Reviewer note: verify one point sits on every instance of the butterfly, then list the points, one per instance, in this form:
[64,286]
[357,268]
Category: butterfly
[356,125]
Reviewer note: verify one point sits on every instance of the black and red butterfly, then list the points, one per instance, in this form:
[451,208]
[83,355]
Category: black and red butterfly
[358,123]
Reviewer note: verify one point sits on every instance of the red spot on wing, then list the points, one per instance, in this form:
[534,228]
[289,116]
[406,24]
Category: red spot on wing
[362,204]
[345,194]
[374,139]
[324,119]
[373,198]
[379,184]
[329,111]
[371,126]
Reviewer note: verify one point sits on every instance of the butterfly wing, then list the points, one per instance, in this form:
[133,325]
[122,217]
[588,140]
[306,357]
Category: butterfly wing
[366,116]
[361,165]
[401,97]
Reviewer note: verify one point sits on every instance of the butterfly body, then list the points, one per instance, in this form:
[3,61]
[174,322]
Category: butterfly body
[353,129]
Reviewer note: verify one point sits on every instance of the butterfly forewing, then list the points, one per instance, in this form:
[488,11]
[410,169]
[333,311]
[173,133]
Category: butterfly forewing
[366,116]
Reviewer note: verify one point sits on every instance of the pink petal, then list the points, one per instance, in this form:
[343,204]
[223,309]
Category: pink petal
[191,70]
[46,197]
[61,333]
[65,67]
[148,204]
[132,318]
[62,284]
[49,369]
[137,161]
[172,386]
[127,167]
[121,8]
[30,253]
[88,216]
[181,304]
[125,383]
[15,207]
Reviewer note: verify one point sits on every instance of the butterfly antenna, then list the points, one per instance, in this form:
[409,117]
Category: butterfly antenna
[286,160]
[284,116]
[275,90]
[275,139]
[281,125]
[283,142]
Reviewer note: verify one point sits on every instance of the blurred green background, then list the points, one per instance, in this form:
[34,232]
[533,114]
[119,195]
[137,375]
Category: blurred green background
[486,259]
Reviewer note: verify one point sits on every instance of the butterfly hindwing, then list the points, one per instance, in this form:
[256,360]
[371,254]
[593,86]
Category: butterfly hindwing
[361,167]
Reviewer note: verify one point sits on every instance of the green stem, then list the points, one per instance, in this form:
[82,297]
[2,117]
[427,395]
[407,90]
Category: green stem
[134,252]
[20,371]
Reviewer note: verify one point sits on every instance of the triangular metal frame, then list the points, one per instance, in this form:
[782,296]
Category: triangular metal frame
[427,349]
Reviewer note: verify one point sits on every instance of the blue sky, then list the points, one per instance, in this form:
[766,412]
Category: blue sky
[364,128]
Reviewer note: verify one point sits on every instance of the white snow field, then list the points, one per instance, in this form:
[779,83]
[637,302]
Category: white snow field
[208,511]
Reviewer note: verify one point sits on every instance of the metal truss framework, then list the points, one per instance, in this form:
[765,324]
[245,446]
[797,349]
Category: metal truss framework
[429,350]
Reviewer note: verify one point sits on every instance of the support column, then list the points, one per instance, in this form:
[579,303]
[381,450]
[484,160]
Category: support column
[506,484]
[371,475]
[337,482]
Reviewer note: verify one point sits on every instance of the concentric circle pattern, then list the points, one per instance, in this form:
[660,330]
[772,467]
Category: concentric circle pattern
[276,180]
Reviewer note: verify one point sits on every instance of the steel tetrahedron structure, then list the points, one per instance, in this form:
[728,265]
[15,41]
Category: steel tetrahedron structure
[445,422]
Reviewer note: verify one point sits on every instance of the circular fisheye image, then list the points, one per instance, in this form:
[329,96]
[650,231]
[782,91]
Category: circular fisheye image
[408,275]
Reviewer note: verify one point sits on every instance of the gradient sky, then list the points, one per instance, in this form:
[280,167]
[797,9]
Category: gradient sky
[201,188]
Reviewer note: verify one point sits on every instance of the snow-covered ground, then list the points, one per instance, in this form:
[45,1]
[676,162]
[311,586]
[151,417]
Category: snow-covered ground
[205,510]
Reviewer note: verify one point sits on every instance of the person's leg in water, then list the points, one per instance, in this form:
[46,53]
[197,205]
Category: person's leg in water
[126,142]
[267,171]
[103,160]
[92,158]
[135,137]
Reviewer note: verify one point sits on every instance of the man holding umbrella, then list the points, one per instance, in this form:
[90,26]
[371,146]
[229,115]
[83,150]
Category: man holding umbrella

# TASK DIRECTIONS:
Rewrite every item above, putting "Annotator note" wherever "Reviewer note" appears and keeping everything else the same.

# THE REPLY:
Annotator note: verify one point sits on every instance of the butterfly, then list the points, one per instance, in this form:
[64,286]
[357,268]
Category: butterfly
[356,125]
Annotator note: verify one point sits on every instance of the black and red butterfly, then list the points, one per instance, in this form:
[451,208]
[83,355]
Category: black and red butterfly
[358,123]
Annotator note: verify one point sits on every instance of the red spot on wing, then list the points, one per instance, in this form:
[534,228]
[289,116]
[406,24]
Category: red spot on wing
[362,204]
[345,194]
[374,139]
[324,119]
[373,198]
[379,184]
[329,111]
[371,126]
Annotator note: verify one point sits on every instance of the butterfly wing, then list the points, one per instance, in this form:
[133,325]
[122,217]
[588,140]
[306,357]
Category: butterfly wing
[366,116]
[361,165]
[401,97]
Annotator note: verify one point sits on every instance of the butterfly body, then list the points, one per instance, in this form:
[3,61]
[174,322]
Category: butterfly body
[353,129]
Annotator note: verify one point sits on every instance of the butterfly forewing, then list the points, one per instance, in this form:
[488,11]
[410,169]
[333,311]
[173,133]
Category: butterfly forewing
[366,116]
Annotator note: verify one point sits on every instance of the pink petal, then list the points, one per instance, in this form:
[343,204]
[223,309]
Category: pink petal
[191,70]
[46,197]
[61,333]
[65,67]
[148,204]
[132,318]
[62,284]
[49,369]
[137,161]
[172,386]
[127,167]
[121,8]
[30,253]
[88,216]
[181,304]
[125,383]
[15,207]
Annotator note: verify one point sits on every instance of the butterfly antenna, then list the points, one per instance, in this form:
[409,117]
Category: butterfly antenna
[286,160]
[284,116]
[275,90]
[275,139]
[281,125]
[283,142]
Annotator note: verify one point sits on every instance of the blurred green background, then list the points, one per instance, in this form:
[34,232]
[533,114]
[119,195]
[137,375]
Category: blurred green background
[486,259]
Annotator note: verify one point sits on every instance of the butterfly hindwing, then list the points, one per instance, in this form:
[256,360]
[371,254]
[593,86]
Category: butterfly hindwing
[361,167]
Annotator note: verify one point sits on every instance of the green stem, then list the points, one per instance, in this form:
[82,297]
[2,117]
[427,395]
[407,90]
Category: green stem
[134,252]
[20,371]
Annotator note: verify one point sits on every instance of the triangular metal frame, then list the points, one per instance, in this form:
[782,296]
Category: triangular metal frame
[427,349]
Annotator note: verify one point sits on every instance of the blue sky, then list the points, one per instance, in this form:
[766,412]
Category: blue sky
[364,128]
Annotator note: verify one point sits on every instance of the white snow field, then list the points, one per instance, in this form:
[779,83]
[637,302]
Category: white snow field
[208,511]
Annotator note: verify one point sits on every instance of the metal truss framework, then list the points, one per instance, in this form:
[765,324]
[245,446]
[797,349]
Category: metal truss framework
[429,350]
Annotator note: verify one point sits on every instance of the support column, then list the points, one per instance, in this form:
[579,303]
[381,450]
[484,160]
Category: support column
[506,484]
[371,475]
[337,482]
Annotator note: verify one point sits on every instance of the concentric circle pattern, then list the points, one per instance, in this form:
[660,330]
[772,467]
Category: concentric circle pattern
[276,180]
Annotator note: verify one point sits on every instance of the steel tetrahedron structure, then list the points, one per instance, in this form:
[728,265]
[15,41]
Category: steel tetrahedron structure
[445,422]
Annotator note: verify one point sits on every instance of the circular fisheye image, then list the points, one per instance, in this form:
[329,96]
[650,231]
[782,91]
Category: circular fisheye image
[408,275]
Annotator note: verify one point sits on every instance of the gradient sky, then list the points, one per instance, in this form:
[280,167]
[797,9]
Category: gradient sky
[201,188]
Annotator note: verify one point sits on every instance of the snow-covered ground, then list the points, one per instance, in this form:
[45,1]
[676,162]
[311,586]
[151,417]
Category: snow-covered ground
[205,510]
Annotator note: verify one point sits on every instance of the person's leg in water, then list the points, one per instance, in this form:
[46,53]
[197,205]
Category: person's leg in water
[126,142]
[267,171]
[103,160]
[92,158]
[135,137]
Annotator note: verify one point sits on every instance of the man holding umbrella, then list the points, one per instance, in this form:
[90,26]
[371,146]
[229,115]
[83,150]
Category: man holding umbrella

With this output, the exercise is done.